**Page excerpt:**
━━━━

We are at a point of ambiguity in the relationship of the individual to the society as a whole.  If a powerful person can convince society that dissension is really mental illness, then one joins a long list of martyrs.  Being insane occupies a place between the medical and the military, between confrontation and heresy.  In some times we have burned such individuals at the stake.  Today we put them in endless solitary confinement and prevent their incarceration from ever ending.  We justify forcing them to take medications of unproven efficacy and possible inappropriateness.  We have had demented presidents before.  None of them have been like this.

There are two forces in play at the moment.  One is the gradual realization of how crazy Trump really is, the possibility that he may die in front of our eyes -- maybe not physically right away, but mentally already.  He is a zombie.  But we are so afraid of calling him crazy that we let him shred our claims of law and order.

The other force is that of criminalizing dissension expressed in violent force.  The far right empowering mass shootings and prompting a constant stream of violence reminiscent of the Old South -- as well as the state-encouraged violence at our borders -- means that we are well into using criminalization to authorize political vengeance.  Family destruction, formal court trials for toddlers, solitary confinement are CAUSING mental trauma, precursors to madness.  Very clever gamesmanship when the idea later will be to stigmatize them as crazy.  Lock 'em up.

That the insanity and criminality of the president is directly connected to the domestic terrorism of incels and redneck law enforcement should not surprise us as much as it does.  The only explanation is denial.  The two meanings of the word "mad" are confusing each other.  Trump hides his insanity behind tirades of rage. Some compare Reagan who was also demented, but always calm and pleasant. It's terrifying that a mind can slip away.

I'm generally at the thin end of the Bell curve when it comes to crazy.  One illustration was in a UU congregation when I was a member in the '70's attending a workshop about the importance of "letting all out," expressing one's emotions.  The very nice civilized couple who were running the event offered a paper instrument, multiple choice, meant to reveal whether you were repressed.  At the end of the meeting, they pulled me aside to say they were worried because I scored as having so much fury.  They were afraid that I might burst out with some --ulp -- antisocial act.

They had no idea.  I was recently divorced after ten extreme years.  They didn't know that I was working at animal control where every day leaving work I passed a pile of dead pets no one wanted and every day during work knocked on doors opened by people knee-deep in debris and filth, people who were barely coping and were held together by love of their dogs or cats.  Until more recently, people were totally unaware of all this because society kept it secret to avoid uproar.  I survived despair by using rage.  I thanked them and denied them.

━━━━

(Records contained in a dataset)

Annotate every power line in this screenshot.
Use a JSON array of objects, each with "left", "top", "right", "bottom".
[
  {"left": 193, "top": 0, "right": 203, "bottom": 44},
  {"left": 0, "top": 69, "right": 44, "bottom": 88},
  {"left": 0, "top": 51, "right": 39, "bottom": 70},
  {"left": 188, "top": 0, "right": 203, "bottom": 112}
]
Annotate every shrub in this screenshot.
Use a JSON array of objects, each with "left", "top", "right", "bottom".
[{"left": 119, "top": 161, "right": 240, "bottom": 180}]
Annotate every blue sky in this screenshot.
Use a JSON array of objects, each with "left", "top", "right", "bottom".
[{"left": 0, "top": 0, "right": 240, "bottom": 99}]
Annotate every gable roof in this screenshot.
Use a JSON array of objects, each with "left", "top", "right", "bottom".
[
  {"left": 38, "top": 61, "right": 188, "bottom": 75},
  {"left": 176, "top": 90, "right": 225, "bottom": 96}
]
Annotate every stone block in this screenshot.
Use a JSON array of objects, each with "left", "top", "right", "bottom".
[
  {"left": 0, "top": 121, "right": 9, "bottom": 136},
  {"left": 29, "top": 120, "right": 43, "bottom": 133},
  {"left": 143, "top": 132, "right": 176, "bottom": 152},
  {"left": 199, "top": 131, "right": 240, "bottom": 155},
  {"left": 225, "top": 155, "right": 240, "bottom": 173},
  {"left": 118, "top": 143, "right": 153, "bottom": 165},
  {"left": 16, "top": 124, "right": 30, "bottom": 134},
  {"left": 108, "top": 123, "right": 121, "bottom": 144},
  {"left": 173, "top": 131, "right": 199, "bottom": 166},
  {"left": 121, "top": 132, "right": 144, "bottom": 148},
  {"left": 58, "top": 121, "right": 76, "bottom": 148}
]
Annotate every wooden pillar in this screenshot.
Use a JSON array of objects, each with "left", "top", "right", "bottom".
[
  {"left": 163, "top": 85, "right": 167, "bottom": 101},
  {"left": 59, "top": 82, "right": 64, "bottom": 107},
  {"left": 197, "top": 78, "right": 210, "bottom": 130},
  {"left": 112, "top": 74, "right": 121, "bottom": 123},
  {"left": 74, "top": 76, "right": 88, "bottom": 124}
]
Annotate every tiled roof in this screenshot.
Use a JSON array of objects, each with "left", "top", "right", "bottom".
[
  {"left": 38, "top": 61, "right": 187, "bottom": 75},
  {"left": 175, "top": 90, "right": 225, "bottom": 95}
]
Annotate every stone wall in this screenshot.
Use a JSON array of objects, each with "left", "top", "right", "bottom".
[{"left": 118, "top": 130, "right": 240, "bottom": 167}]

━━━━

**What to do:**
1. From the essay on madness and dissent, transcribe the part that opens with the words containing "They had no" and closes with "and denied them.".
2. According to the essay on madness and dissent, where was the writer working at the time of the workshop?

**Replies:**
1.
They had no idea.  I was recently divorced after ten extreme years.  They didn't know that I was working at animal control where every day leaving work I passed a pile of dead pets no one wanted and every day during work knocked on doors opened by people knee-deep in debris and filth, people who were barely coping and were held together by love of their dogs or cats.  Until more recently, people were totally unaware of all this because society kept it secret to avoid uproar.  I survived despair by using rage.  I thanked them and denied them.

2. At animal control.